What to work on>
Every line below is to be copied exactly, with the pictures left out.

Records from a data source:
+---+
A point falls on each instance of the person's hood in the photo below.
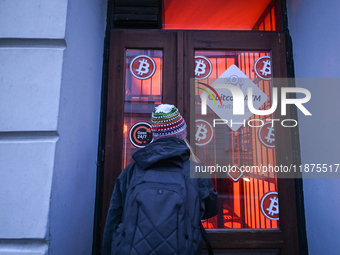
(167, 150)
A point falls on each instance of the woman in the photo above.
(156, 207)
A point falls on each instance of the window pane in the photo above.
(241, 196)
(143, 91)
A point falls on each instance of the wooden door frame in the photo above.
(284, 239)
(120, 41)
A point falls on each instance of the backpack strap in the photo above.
(206, 240)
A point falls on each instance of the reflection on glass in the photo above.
(239, 201)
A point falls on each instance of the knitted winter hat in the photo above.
(168, 122)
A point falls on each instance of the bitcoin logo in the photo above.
(270, 202)
(203, 67)
(267, 135)
(204, 132)
(200, 67)
(273, 207)
(263, 68)
(270, 135)
(201, 132)
(266, 70)
(142, 67)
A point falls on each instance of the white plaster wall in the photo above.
(33, 19)
(74, 179)
(31, 56)
(314, 27)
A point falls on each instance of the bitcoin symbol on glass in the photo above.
(203, 67)
(204, 132)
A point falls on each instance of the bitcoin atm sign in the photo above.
(204, 132)
(142, 67)
(203, 68)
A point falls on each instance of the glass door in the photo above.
(146, 68)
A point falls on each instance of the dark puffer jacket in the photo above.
(165, 153)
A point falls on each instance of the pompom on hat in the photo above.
(168, 122)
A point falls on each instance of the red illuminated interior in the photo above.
(219, 14)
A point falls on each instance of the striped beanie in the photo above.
(167, 122)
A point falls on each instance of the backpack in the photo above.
(161, 214)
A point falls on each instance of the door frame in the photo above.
(286, 238)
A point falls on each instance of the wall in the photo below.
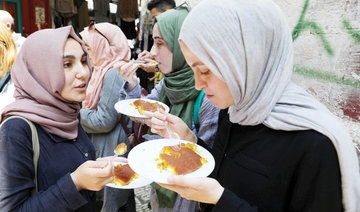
(326, 36)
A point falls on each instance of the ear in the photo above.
(91, 27)
(8, 26)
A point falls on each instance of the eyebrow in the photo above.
(73, 57)
(158, 37)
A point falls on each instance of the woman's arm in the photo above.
(208, 120)
(17, 176)
(105, 117)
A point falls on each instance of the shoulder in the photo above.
(315, 142)
(113, 75)
(15, 130)
(208, 107)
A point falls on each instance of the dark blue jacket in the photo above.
(58, 158)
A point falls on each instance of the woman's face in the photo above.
(216, 90)
(76, 70)
(161, 52)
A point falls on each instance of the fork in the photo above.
(173, 135)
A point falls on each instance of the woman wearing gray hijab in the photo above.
(277, 148)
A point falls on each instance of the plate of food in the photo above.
(126, 178)
(161, 158)
(135, 107)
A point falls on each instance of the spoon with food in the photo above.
(120, 150)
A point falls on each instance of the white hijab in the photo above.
(248, 45)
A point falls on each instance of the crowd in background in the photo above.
(276, 148)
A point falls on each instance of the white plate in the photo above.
(124, 107)
(142, 160)
(138, 182)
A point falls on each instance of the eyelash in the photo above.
(67, 65)
(204, 72)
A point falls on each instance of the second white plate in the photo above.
(136, 183)
(125, 108)
(142, 160)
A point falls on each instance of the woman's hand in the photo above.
(92, 175)
(161, 120)
(204, 189)
(128, 73)
(144, 55)
(116, 159)
(146, 121)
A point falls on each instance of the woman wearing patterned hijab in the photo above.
(177, 90)
(277, 148)
(50, 75)
(108, 48)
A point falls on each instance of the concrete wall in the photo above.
(326, 36)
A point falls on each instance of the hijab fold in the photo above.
(108, 48)
(178, 90)
(39, 77)
(248, 45)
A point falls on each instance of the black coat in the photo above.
(263, 169)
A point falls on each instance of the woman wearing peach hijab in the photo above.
(50, 75)
(108, 49)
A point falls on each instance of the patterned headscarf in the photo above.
(178, 90)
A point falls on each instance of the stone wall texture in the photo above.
(326, 36)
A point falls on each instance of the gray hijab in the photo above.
(248, 45)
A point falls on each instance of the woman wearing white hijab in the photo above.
(277, 147)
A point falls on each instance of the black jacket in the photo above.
(263, 169)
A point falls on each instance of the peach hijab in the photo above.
(38, 76)
(108, 49)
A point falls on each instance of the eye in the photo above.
(84, 61)
(67, 64)
(204, 72)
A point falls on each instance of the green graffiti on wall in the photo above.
(325, 76)
(355, 34)
(313, 27)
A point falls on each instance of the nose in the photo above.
(153, 51)
(82, 71)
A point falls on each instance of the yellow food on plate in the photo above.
(121, 149)
(180, 161)
(142, 105)
(123, 174)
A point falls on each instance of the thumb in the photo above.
(99, 164)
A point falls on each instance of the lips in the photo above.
(82, 85)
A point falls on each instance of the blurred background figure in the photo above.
(7, 57)
(177, 90)
(7, 20)
(156, 7)
(108, 48)
(147, 75)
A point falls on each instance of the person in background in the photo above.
(176, 90)
(66, 171)
(108, 47)
(7, 57)
(7, 20)
(156, 7)
(149, 73)
(277, 148)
+---+
Task answer>
A point falls on each instance of the person's hood in the photo below.
(167, 150)
A point falls on each instance of the woman in the photo above.
(156, 207)
A point falls on each instance of the window pane in the photo above.
(241, 196)
(143, 91)
A point falls on each instance of the wooden door frame in the photo above.
(284, 239)
(120, 41)
A point falls on each instance of the backpack strap in the photo above.
(206, 240)
A point falls on each instance of the reflection on glass in the photo above.
(239, 201)
A point falls on each instance of the knitted winter hat in the photo above.
(168, 122)
A point falls on each instance of the bitcoin logo in the photo above.
(270, 202)
(203, 67)
(267, 135)
(204, 132)
(200, 67)
(273, 207)
(263, 68)
(270, 135)
(201, 132)
(266, 70)
(142, 67)
A point falls on each instance of the white plaster wall in the photo above.
(33, 19)
(74, 179)
(31, 56)
(314, 27)
A point falls on each instance of the bitcoin symbol on glass in the photo above.
(203, 67)
(204, 132)
A point falls on each instance of the bitcoin atm sign in the photo above.
(204, 132)
(142, 67)
(203, 68)
A point falls on each instance of the glass door in the photo above.
(146, 68)
A point falls on each instance of the dark puffer jacket in the photo above.
(165, 153)
A point falls on each instance of the pompom on hat in the photo above.
(168, 122)
A point falls on each instance of the red illuminated interior in the photo above.
(219, 14)
A point falls on each instance of the striped beanie in the photo above.
(167, 122)
A point falls on each instance of the backpack in the photo above.
(161, 214)
A point falls on each instance of the door frame in the photo above.
(286, 238)
A point falls on each instance of the wall in the photo below.
(326, 36)
A point falls on each instance of the ear in the photo above.
(91, 27)
(8, 26)
A point falls on each instance of the eyebrow in the photo above.
(73, 57)
(158, 37)
A point falls on each instance of the woman's arm in the photo above.
(208, 120)
(17, 176)
(105, 117)
A point falls on each instance of the shoulder in the photo above.
(315, 142)
(113, 75)
(15, 130)
(208, 107)
A point falls on each instance of the dark blue jacket in the photo above.
(58, 158)
A point falls on each instance of the woman's face in the photo above.
(216, 90)
(76, 70)
(161, 52)
A point falls on each instance of the fork in the photo above.
(173, 135)
A point falls on each instance of the woman wearing gray hijab in the photo above.
(277, 148)
A point falls on each instance of the plate of food in the photo above.
(126, 178)
(161, 158)
(135, 107)
A point falls on each instance of the spoon with food in the photo above.
(120, 150)
A point falls on each instance of the white hijab in the photo above.
(248, 45)
A point falls on each instance of the crowd in background in the photo above.
(276, 148)
A point falls on each instance of the white plate in the photo above.
(124, 107)
(142, 160)
(138, 182)
A point falls on each instance of the eyelash in the photo above.
(67, 65)
(204, 72)
A point falls on each instance of the second white plate in the photo above.
(136, 183)
(125, 108)
(142, 160)
A point falls on each instance of the woman's hand in the photo above.
(92, 175)
(161, 120)
(204, 189)
(128, 73)
(144, 55)
(116, 159)
(146, 121)
A point falls on each instance of the woman wearing patterned hijab in the photo above.
(177, 90)
(277, 148)
(50, 75)
(108, 48)
A point falls on each instance of the concrete wall in the photo above.
(326, 36)
A point falls on each instance of the hijab fold in the photo above.
(108, 48)
(178, 90)
(39, 77)
(248, 45)
A point falls on each instance of the black coat in the photo above.
(263, 169)
A point falls on each instance of the woman wearing peach hijab in the photo above.
(50, 75)
(108, 49)
A point falls on each instance of the patterned headscarf in the photo above.
(178, 90)
A point falls on each instance of the stone wall texture in the photo above.
(326, 36)
A point falls on each instance of the gray hijab in the photo above.
(248, 45)
A point falls on each instance of the woman wearing white hijab in the photo above.
(277, 147)
A point falls on each instance of the black jacket in the photo above.
(263, 169)
A point falls on each instance of the peach hijab in the photo above.
(38, 76)
(108, 49)
A point falls on each instance of the eye in the photo above.
(84, 61)
(67, 64)
(204, 72)
A point falls on each instance of the green graffiti on wall in the photo above.
(325, 76)
(355, 34)
(313, 27)
A point falls on each instance of the nose in the photo above.
(153, 51)
(82, 71)
A point falls on each instance of the yellow food on plate in the photo above.
(121, 149)
(180, 161)
(142, 105)
(123, 174)
A point falls on each instance of the thumb in the photo above.
(99, 164)
A point falls on each instance of the lips in the photo above.
(82, 85)
A point falls on each instance of the blurred background figure in the photo above.
(7, 57)
(177, 90)
(7, 20)
(156, 7)
(108, 48)
(147, 75)
A point falls on each instance of the person in background in the photo above.
(176, 90)
(66, 171)
(108, 47)
(7, 57)
(7, 20)
(156, 7)
(149, 73)
(277, 148)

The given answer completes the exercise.